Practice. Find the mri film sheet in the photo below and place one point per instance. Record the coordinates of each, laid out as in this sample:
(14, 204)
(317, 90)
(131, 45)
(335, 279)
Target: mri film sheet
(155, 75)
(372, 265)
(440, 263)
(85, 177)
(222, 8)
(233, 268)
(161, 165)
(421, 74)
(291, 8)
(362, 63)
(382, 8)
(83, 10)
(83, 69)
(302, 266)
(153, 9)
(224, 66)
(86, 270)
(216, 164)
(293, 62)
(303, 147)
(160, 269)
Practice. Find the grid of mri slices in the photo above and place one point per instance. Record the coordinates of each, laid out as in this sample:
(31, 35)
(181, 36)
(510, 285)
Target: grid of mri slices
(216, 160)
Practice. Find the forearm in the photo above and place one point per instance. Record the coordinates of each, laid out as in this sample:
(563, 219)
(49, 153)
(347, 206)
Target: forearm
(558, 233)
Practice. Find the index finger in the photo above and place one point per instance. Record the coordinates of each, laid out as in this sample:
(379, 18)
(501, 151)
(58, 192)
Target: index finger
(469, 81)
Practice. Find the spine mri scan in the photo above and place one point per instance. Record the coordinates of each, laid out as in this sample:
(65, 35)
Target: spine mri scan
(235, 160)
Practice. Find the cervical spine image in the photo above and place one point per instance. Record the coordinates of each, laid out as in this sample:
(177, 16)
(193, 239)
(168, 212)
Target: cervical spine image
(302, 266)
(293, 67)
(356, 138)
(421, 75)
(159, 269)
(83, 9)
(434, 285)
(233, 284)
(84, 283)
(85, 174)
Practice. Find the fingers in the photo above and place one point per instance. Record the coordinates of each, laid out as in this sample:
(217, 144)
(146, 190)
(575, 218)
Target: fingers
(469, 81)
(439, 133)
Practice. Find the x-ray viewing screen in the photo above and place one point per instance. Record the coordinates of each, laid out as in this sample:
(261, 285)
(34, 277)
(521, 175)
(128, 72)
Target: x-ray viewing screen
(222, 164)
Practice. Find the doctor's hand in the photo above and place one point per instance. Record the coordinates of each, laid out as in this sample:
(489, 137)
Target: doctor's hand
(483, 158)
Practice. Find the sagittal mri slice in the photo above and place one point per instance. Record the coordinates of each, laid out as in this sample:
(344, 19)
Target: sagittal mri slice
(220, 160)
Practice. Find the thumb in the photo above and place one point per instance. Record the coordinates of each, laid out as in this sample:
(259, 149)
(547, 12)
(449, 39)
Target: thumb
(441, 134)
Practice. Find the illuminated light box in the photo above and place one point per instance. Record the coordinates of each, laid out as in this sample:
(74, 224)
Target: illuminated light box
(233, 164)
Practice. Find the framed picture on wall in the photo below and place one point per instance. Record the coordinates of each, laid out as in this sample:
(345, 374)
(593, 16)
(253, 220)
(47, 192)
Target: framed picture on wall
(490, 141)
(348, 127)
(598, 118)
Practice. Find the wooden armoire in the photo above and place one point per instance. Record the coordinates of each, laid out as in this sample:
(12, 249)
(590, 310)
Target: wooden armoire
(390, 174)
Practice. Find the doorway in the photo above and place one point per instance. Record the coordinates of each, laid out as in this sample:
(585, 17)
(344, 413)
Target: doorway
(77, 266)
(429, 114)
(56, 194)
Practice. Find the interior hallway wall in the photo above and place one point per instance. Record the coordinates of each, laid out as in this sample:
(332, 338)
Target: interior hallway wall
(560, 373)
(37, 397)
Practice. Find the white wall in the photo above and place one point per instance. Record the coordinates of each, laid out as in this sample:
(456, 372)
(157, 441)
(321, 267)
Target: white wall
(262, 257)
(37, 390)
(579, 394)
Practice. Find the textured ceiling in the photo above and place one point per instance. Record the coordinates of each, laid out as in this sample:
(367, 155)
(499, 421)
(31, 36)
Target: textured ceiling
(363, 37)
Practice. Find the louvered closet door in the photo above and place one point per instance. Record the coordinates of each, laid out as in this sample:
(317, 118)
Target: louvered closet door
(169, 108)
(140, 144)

- GIVEN EXERCISE: Please write out the entire listing above again, substituting "mark every instance with a single point" for each occurrence of "place one point per instance" and leaving everything else unchanged.

- ANSWER IN FULL:
Practice. Find the mri film sheet in the photo below and mark every instance with a single point. Record the coordinates of each, laid out as in this sample:
(14, 204)
(317, 90)
(131, 45)
(335, 279)
Target: mri film sheet
(155, 75)
(372, 265)
(440, 263)
(85, 177)
(222, 8)
(233, 268)
(161, 165)
(421, 74)
(291, 8)
(362, 63)
(382, 8)
(83, 10)
(83, 69)
(302, 266)
(153, 9)
(224, 66)
(86, 270)
(216, 164)
(293, 62)
(303, 147)
(160, 269)
Practice. Find the grid of mri slices in the photo above and mark every instance with a single point. Record the coordinates of each, laid out as in this sample:
(31, 35)
(181, 36)
(510, 285)
Target: grid of mri slices
(216, 160)
Practice. Find the forearm in the photo above and mark every instance with a single point. Record the coordinates of each, laid out as in this sample:
(563, 219)
(49, 153)
(347, 206)
Target: forearm
(558, 233)
Practice. Find the index finger in the photo above and mark every instance with a single point. Record the coordinates of each, laid out as in this sample:
(379, 18)
(501, 151)
(58, 192)
Target: index finger
(469, 81)
Practice. Find the spine mri scan in the photo above and mark every instance with a single point. Record the coordinates of each, laid out as in this sample:
(65, 35)
Target: spine mri scan
(235, 160)
Practice. Find the cervical spine image in the photo above and mark every instance with a single point. Record the coordinates of each, laid out as in this sample:
(177, 16)
(193, 239)
(168, 212)
Target: cervical spine image
(302, 266)
(293, 67)
(356, 138)
(421, 75)
(159, 269)
(83, 9)
(434, 285)
(233, 284)
(84, 283)
(85, 174)
Practice. Find the fingers in the photo above and mark every instance with a single point. Record the coordinates of each, laid out as in this sample:
(217, 144)
(146, 190)
(575, 218)
Target: fingers
(469, 81)
(439, 133)
Practice. Find the x-ray viewing screen in the photo above and mark every instance with a single point. Record the coordinates of each, laid out as in this sample:
(261, 285)
(34, 277)
(521, 175)
(128, 72)
Target: x-ray viewing screen
(222, 164)
Practice. Find the doctor's hand in the photo above and mark every instance with a single point. Record the coordinates of each, laid out as in this sample:
(489, 137)
Target: doctor's hand
(483, 158)
Practice. Find the sagittal mri slice in the photo above and mark every instance with a single point. Record the coordinates of each, laid out as in this sample:
(344, 19)
Target: sagittal mri slice
(220, 160)
Practice. Find the thumb in the photo above and mark every instance with a single point. Record the coordinates of each, laid out as in this sample:
(259, 149)
(547, 12)
(449, 39)
Target: thumb
(441, 134)
Practice. Find the illuminated light box in the photo above and mark every instance with a single point. Record the coordinates of each, laid out as in this sample:
(74, 224)
Target: illuminated light box
(233, 164)
Practice. Find the framed picture on wall in the photo below and mark every instance with a single point. Record the coordinates of each, laid out as in this sample:
(345, 374)
(593, 16)
(253, 220)
(47, 192)
Target: framed picture on wall
(490, 141)
(348, 127)
(598, 118)
Practice. Find the wooden armoire in the photo above and mark every instance with a single point. Record the coordinates of each, laid out as in this sample:
(12, 249)
(590, 310)
Target: wooden armoire
(390, 174)
Practice. Find the doorway in the photo above and mark every instance with a single point. Record the coordinates of each, laid out as in this sample:
(585, 17)
(344, 413)
Target: doorway
(77, 266)
(429, 114)
(56, 194)
Practice. Find the interior hallway wall in the photo above and mark every instance with a single point. Record the coordinates of each, laid out as in this sample:
(332, 338)
Target: interior hallway wall
(560, 373)
(37, 397)
Practice. Find the white wall in the photo above and mark every instance with a single point. Record the coordinates of each, laid out as in this sample:
(456, 372)
(157, 441)
(321, 267)
Target: white wall
(262, 257)
(37, 390)
(579, 394)
Practice. Find the textured ceiling in the photo above and mark every instance with a single point. Record the coordinates of each, laid out as in this sample:
(367, 155)
(499, 421)
(31, 36)
Target: textured ceiling
(363, 37)
Practice. Find the louvered closet door in the photo above and mark every instance with a single point. Record the coordinates of each, laid out as in this sample:
(317, 118)
Target: louvered closet door
(169, 108)
(140, 144)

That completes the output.